## Excerpt
--------------------

Pallavaram railway station lies on the Chennai Beach–Tambaram suburban section of the Chennai Suburban Railway, which was opened to traffic on 11 May 1931. The tracks were electrified on 15 November 1931. The section was converted to 25 kV AC traction on 15 January 1967.

Pallavaram Railway Station is one of the terminal for Southern Line of Chennai Suburban Railway Network next to Tambaram Railway Station and Chengalpattu Railway Station. During Meter Gauge several years back, Eight Peak Hour Services between Chennai Beach and Pallavaram Railway Station has been operated. Later, the services were removed after conversion to Broad Gauge.

== The station ==

=== Platforms ===
There are a total of 4 platforms and 4 tracks. The platforms are connected by foot overbridge. These platforms are built to accumulate 24 coaches express train. The platforms are equipped with modern facility like display board of arrival and departure of trains.

--------------------

## Information shown
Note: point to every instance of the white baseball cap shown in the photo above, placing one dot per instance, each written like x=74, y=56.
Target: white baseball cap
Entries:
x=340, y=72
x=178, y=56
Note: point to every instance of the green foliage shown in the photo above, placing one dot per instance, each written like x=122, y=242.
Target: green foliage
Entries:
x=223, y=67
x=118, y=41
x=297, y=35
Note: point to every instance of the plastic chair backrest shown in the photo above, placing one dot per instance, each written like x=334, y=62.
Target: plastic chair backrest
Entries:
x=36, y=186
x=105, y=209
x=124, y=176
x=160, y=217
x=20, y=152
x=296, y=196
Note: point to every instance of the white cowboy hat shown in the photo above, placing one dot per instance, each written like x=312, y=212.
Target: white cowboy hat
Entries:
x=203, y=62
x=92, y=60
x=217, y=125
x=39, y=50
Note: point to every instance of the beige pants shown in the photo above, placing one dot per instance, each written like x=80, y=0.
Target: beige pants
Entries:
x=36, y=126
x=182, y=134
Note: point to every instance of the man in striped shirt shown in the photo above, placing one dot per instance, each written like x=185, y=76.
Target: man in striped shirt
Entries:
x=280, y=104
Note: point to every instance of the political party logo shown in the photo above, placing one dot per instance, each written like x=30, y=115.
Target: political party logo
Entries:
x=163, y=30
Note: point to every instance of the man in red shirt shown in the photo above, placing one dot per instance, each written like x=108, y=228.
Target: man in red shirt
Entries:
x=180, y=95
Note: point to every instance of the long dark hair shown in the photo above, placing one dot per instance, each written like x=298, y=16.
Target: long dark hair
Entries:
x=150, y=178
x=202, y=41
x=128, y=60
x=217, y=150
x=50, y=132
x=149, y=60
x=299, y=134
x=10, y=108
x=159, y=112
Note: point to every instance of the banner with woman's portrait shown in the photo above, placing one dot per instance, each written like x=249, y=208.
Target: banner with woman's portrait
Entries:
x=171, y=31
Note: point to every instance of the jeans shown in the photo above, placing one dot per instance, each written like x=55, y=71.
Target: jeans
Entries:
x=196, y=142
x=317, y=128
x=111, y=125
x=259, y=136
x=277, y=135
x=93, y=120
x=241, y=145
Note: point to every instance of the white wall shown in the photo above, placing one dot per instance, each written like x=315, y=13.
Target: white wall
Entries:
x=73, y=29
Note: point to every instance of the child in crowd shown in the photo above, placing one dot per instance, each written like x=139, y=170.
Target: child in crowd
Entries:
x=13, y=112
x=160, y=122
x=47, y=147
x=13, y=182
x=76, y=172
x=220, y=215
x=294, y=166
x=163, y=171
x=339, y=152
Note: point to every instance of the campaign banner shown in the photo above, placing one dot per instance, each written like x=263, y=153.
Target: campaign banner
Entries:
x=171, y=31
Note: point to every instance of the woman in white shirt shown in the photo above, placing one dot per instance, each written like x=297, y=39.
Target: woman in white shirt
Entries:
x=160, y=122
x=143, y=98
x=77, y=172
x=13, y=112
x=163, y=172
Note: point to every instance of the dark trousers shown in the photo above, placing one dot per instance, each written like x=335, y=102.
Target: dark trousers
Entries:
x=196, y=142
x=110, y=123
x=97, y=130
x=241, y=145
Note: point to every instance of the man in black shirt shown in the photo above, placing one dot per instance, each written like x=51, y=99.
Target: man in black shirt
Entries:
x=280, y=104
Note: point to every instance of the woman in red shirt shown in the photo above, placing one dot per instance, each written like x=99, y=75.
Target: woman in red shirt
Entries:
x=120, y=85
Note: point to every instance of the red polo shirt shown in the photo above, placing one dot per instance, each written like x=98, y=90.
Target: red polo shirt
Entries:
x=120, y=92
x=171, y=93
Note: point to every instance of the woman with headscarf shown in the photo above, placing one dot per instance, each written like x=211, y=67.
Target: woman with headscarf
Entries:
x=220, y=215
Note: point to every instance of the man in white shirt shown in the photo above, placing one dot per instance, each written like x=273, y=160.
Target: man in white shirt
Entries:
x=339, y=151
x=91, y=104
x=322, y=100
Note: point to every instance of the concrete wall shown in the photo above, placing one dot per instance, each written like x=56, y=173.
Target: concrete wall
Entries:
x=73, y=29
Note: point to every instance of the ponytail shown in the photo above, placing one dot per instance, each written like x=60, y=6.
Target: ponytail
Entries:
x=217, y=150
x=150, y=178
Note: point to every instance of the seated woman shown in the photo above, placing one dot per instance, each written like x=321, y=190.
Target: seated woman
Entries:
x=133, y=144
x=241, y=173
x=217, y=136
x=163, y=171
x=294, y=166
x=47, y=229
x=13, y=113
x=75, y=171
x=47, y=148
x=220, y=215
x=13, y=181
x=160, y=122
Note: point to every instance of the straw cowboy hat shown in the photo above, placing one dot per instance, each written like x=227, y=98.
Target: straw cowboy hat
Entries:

--------------------

## Work instruction 1
In the Pallavaram station text, on what date was the section converted to 25 kV AC traction?
## Work instruction 2
Please write out the stretch of the Pallavaram station text from "Pallavaram Railway Station is" through "to Broad Gauge.".
## Work instruction 3
Based on the Pallavaram station text, answer yes or no to each statement and quote the words that decide it.
(a) The platforms are connected by a subway.
(b) The tracks were electrified in 1931.
(c) The station has four platforms.

## Exercise solution 1
15 January 1967

## Exercise solution 2
Pallavaram Railway Station is one of the terminal for Southern Line of Chennai Suburban Railway Network next to Tambaram Railway Station and Chengalpattu Railway Station. During Meter Gauge several years back, Eight Peak Hour Services between Chennai Beach and Pallavaram Railway Station has been operated. Later, the services were removed after conversion to Broad Gauge.

## Exercise solution 3
(a) No: "The platforms are connected by foot overbridge."
(b) Yes: "The tracks were electrified on 15 November 1931."
(c) Yes: "There are a total of 4 platforms and 4 tracks."